◆ ZU LÖSENDE AUFGABEN ◆
1) Beantworten Sie anhand des Textes zur hausärztlichen Versorgung:
(a) Welche Reform sei laut Text zusätzlich notwendig?
(b) Was müsse statt des Dokumentierens ärztlicher Tätigkeit auf Basis von Einzelleistungen im Vordergrund stehen?
(c) Woran sollen die Lohnkosten für Praxismitarbeitende gekoppelt werden?
2) Schreiben Sie aus dem Text zur hausärztlichen Versorgung den Abschnitt von „Zusätzlich sei eine“ bis „besser honoriert werden.“ wortgetreu ab.

◆ UNTERSUCHTER TEXT ◆
· · · · · · ·
Dies sei wichtig, um die hausärztliche Versorgung zu fördern und auch für den Nachwuchs weiterhin attraktiv zu gestalten. Nur so könne auch zukünftig eine hochwertige und individuelle Gesundheitsversorgung auf­recht­erhalten werden.

Zusätzlich sei eine Reform des einheitlichen Bewertungsmaßstabs (EBM) notwendig. In der aktuellen Vergü­tungssystematik stelle sich die Leistung der Hausarztpraxen – die ganzheitliche Betrachtung der Gesund­heitsprobleme – als unterfinanziert dar und müsse dringend besser honoriert werden.

Bei einer solchen Reform müssten die hausärztliche Versorgung konkretisiert und der hausärztliche Versor­gungsauftrag klarer formuliert werden. Insbesondere müsse die Kontinuität der patientenzugewandten Ver­sorgung im Vordergrund stehen und nicht das Dokumentieren ärztlicher Tätigkeit auf Basis von Einzelleis­tungen.

Auch solle die Steuerung von multimorbiden Menschen im EBM „angemessen abgebildet und gefördert“ werden. Das wichtige Versorgungselement der Hausbesuche müsse mindestens angemessen finanziert oder „sogar aktiv gefördert“ werden. Grundsätzlich müssten die Lohnkosten für Praxismitarbeitende eins zu eins an die Entwicklung im stationären Sektor gekoppelt werden. Nur so könnten die Praxen weiterhin qualifiziertes Personal halten und anziehen.
· · · · · · ·
[Gespeicherte Datensätze]
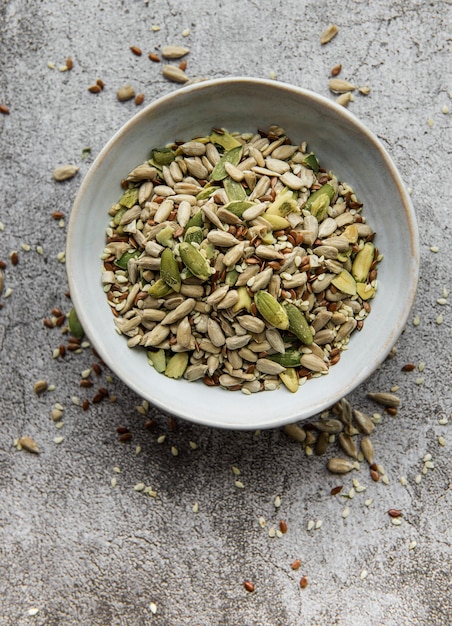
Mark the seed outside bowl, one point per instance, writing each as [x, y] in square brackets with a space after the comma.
[342, 144]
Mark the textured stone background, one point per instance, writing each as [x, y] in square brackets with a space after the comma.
[83, 552]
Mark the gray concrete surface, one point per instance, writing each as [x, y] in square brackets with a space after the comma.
[74, 549]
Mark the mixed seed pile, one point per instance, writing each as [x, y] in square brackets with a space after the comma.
[236, 259]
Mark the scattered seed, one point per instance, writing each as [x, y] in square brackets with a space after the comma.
[385, 399]
[127, 92]
[173, 73]
[65, 172]
[29, 444]
[40, 386]
[338, 85]
[303, 582]
[153, 608]
[329, 33]
[174, 52]
[344, 99]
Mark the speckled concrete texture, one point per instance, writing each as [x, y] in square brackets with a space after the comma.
[77, 550]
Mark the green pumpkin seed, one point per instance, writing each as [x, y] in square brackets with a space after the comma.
[238, 207]
[124, 259]
[163, 156]
[195, 220]
[231, 156]
[194, 261]
[159, 289]
[177, 365]
[290, 358]
[169, 269]
[271, 310]
[298, 324]
[193, 234]
[234, 190]
[158, 360]
[75, 328]
[207, 191]
[310, 160]
[224, 139]
[319, 201]
[129, 198]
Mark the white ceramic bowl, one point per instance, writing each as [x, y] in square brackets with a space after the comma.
[343, 145]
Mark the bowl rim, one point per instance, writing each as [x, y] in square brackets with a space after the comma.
[350, 118]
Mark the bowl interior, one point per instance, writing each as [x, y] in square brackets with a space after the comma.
[343, 145]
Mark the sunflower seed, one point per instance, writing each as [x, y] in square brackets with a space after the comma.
[175, 74]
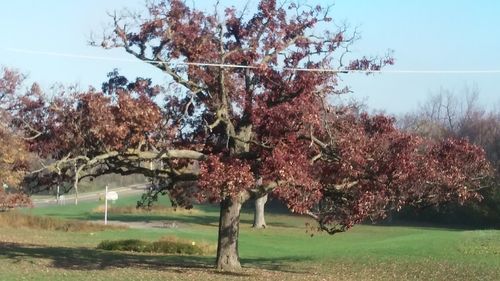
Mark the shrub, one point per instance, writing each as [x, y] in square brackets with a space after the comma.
[166, 245]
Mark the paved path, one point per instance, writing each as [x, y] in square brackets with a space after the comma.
[91, 196]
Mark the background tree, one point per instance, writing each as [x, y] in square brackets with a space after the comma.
[242, 132]
[13, 154]
[449, 114]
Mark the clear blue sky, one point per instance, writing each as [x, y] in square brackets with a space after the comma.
[425, 35]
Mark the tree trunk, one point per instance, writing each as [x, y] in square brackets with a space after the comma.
[259, 220]
[229, 225]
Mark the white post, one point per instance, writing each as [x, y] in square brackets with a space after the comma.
[106, 206]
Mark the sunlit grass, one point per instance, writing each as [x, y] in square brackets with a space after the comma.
[283, 251]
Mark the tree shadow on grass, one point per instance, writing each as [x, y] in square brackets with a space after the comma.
[92, 259]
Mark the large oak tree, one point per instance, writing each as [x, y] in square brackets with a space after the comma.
[227, 134]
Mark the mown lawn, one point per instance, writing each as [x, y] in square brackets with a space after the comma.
[283, 251]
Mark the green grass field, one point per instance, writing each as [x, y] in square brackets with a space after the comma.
[283, 251]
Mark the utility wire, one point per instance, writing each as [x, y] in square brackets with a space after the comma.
[331, 70]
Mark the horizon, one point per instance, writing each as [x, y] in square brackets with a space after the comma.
[442, 33]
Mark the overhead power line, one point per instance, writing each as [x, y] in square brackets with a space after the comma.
[331, 70]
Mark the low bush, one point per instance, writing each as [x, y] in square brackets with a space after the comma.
[166, 245]
[17, 220]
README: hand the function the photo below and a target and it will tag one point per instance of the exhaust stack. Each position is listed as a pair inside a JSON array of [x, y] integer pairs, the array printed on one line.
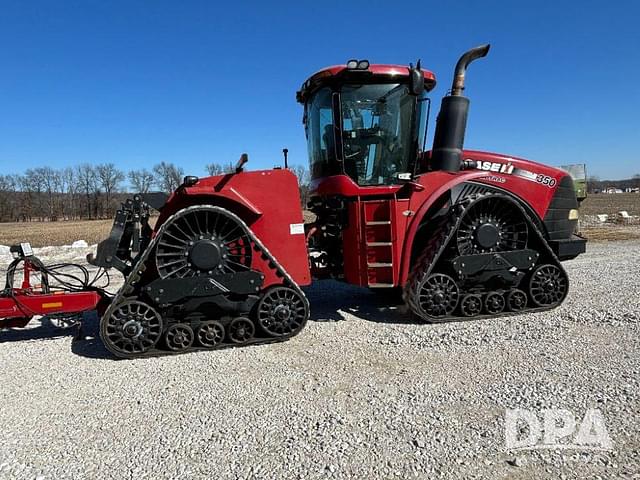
[[451, 124]]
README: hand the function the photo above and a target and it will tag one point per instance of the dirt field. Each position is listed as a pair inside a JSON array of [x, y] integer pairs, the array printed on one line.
[[93, 231], [41, 234], [611, 204], [363, 392]]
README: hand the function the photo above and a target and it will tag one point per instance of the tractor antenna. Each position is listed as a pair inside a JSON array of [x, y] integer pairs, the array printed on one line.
[[244, 158]]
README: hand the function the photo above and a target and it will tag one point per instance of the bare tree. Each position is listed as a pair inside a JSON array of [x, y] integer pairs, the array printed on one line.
[[302, 173], [167, 176], [69, 187], [8, 197], [141, 180], [49, 179], [87, 183], [214, 169], [110, 178], [32, 184]]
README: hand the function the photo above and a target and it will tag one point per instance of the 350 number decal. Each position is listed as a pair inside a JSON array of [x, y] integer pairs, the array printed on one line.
[[546, 180]]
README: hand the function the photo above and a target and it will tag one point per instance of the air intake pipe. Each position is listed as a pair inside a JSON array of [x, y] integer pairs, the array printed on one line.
[[451, 124]]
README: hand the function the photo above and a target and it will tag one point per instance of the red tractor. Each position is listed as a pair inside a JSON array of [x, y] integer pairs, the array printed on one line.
[[462, 234]]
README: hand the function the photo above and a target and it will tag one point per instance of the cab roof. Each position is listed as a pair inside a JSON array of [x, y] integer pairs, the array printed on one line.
[[374, 73]]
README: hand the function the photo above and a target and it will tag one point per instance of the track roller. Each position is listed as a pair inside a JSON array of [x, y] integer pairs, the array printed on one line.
[[471, 305], [548, 286], [132, 328], [241, 330], [282, 311], [179, 337], [494, 302], [516, 300], [438, 295], [210, 334]]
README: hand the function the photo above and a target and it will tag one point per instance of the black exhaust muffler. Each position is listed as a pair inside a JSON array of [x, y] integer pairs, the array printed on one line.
[[451, 124]]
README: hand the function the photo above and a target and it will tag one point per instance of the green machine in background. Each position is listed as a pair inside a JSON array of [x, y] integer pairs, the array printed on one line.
[[578, 172]]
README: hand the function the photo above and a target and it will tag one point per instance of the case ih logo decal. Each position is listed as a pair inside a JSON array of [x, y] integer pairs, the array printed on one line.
[[495, 167], [509, 169]]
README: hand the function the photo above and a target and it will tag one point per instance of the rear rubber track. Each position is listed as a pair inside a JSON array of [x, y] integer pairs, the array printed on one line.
[[132, 286], [444, 233]]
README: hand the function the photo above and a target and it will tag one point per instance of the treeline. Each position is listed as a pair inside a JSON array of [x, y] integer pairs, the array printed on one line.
[[594, 184], [91, 191]]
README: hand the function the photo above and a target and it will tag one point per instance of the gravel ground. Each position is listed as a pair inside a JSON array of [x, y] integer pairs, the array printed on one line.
[[363, 392]]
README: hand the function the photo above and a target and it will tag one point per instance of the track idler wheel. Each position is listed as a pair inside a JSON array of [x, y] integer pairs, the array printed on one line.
[[210, 334], [241, 330], [516, 300], [133, 328], [438, 296], [471, 305], [494, 303], [548, 286], [179, 337], [282, 311]]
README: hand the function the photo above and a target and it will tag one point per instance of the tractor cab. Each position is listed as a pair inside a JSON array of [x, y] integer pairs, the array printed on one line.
[[365, 121]]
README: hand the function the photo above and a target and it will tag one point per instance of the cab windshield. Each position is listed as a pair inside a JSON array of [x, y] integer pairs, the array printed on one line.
[[376, 132]]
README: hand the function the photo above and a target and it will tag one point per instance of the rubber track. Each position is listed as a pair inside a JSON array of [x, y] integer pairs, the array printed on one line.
[[438, 243], [131, 283]]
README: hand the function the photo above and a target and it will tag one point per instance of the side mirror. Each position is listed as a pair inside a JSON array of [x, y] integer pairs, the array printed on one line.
[[244, 158], [416, 80]]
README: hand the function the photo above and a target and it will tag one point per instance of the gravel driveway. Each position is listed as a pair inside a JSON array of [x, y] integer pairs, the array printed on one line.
[[363, 392]]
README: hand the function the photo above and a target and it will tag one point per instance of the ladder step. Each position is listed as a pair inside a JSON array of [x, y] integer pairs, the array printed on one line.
[[383, 222]]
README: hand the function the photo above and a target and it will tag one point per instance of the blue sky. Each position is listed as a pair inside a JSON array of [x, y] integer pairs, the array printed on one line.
[[136, 83]]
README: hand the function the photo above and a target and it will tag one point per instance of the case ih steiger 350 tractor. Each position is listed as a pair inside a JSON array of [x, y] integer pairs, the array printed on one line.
[[463, 234]]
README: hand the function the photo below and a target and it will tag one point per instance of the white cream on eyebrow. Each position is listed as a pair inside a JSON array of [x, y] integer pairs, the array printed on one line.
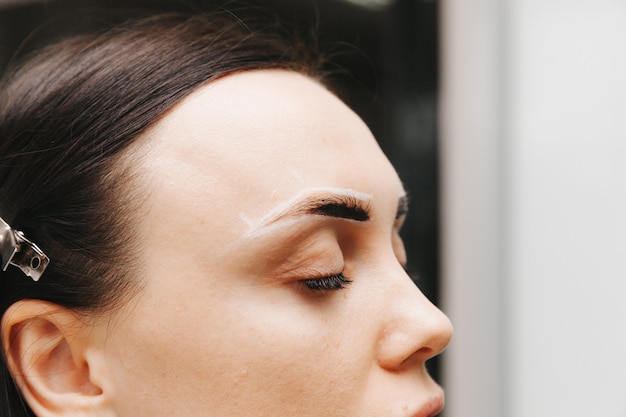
[[261, 226]]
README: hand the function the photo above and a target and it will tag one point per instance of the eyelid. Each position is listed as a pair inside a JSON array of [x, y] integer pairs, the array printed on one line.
[[334, 282]]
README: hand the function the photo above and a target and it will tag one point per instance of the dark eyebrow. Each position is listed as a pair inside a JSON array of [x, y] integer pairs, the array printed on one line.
[[341, 206]]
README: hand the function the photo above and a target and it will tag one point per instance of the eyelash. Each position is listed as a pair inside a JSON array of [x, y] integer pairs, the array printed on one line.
[[331, 283]]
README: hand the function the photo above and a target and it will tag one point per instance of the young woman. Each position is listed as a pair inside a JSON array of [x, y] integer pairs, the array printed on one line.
[[194, 225]]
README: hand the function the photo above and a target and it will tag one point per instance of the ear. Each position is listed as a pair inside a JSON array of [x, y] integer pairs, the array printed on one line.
[[48, 353]]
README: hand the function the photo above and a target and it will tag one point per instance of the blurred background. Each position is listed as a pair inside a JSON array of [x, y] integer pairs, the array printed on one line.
[[505, 120]]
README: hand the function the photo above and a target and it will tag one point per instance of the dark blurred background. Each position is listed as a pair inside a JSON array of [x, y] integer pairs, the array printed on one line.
[[389, 49]]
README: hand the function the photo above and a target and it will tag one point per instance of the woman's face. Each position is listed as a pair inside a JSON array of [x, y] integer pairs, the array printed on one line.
[[265, 195]]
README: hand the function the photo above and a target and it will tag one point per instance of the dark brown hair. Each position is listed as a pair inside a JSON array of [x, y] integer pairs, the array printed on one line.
[[68, 113]]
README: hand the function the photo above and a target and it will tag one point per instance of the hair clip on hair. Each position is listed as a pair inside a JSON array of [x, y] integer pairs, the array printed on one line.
[[18, 251]]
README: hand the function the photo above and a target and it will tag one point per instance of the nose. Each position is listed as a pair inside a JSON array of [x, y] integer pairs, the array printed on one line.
[[413, 329]]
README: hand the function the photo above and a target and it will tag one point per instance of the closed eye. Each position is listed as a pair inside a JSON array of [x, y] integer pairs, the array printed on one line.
[[330, 283]]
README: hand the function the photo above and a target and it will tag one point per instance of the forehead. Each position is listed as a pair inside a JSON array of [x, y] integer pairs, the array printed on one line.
[[239, 146]]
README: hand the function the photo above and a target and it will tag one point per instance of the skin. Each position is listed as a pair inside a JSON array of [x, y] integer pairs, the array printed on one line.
[[224, 324]]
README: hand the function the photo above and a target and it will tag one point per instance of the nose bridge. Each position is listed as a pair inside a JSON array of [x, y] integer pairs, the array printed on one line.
[[413, 327]]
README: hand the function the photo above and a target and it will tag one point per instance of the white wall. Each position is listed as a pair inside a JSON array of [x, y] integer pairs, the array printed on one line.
[[534, 156]]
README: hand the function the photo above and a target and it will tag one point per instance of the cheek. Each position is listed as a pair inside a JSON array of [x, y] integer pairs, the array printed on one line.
[[254, 351]]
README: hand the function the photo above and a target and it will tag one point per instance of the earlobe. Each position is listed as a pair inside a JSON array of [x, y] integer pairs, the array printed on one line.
[[45, 346]]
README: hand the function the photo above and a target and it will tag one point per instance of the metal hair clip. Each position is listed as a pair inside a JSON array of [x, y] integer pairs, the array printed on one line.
[[18, 251]]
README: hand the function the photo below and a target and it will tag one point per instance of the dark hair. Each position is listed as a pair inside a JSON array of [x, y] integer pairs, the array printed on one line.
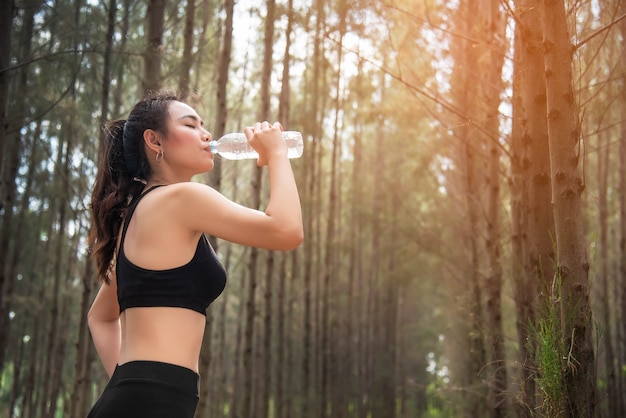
[[123, 170]]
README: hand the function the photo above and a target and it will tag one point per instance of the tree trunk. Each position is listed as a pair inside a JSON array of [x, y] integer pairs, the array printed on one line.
[[153, 54], [611, 375], [10, 150], [187, 59], [622, 222], [492, 24], [567, 187]]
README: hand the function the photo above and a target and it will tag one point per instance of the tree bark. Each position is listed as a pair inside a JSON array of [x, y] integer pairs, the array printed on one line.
[[567, 188], [153, 55], [187, 59]]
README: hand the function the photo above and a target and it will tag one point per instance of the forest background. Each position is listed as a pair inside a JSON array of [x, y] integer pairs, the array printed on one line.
[[463, 186]]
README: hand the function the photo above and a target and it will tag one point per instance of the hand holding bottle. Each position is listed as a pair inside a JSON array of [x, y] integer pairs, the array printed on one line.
[[267, 140]]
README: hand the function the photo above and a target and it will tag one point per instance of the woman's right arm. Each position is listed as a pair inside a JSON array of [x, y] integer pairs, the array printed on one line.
[[104, 323]]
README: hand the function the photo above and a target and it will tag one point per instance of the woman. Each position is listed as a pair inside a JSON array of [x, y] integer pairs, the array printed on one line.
[[158, 271]]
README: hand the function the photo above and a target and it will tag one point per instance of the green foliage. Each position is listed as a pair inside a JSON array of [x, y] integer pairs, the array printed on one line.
[[551, 354]]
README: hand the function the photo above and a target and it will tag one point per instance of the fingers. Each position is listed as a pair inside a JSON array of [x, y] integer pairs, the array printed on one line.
[[265, 125]]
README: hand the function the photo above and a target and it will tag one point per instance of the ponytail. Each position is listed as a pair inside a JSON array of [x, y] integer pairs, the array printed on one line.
[[110, 197], [123, 171]]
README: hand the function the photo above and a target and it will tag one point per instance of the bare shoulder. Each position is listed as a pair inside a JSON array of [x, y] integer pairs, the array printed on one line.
[[180, 195]]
· · · · · · ·
◆ LÖSUNGSÜBERSICHT ◆
1)
(a) Eine Reform des einheitlichen Bewertungsmaßstabs (EBM).
(b) Die Kontinuität der patientenzugewandten Versorgung.
(c) Eins zu eins an die Entwicklung im stationären Sektor.

2)
Zusätzlich sei eine Reform des einheitlichen Bewertungsmaßstabs (EBM) notwendig. In der aktuellen Vergü­tungssystematik stelle sich die Leistung der Hausarztpraxen – die ganzheitliche Betrachtung der Gesund­heitsprobleme – als unterfinanziert dar und müsse dringend besser honoriert werden.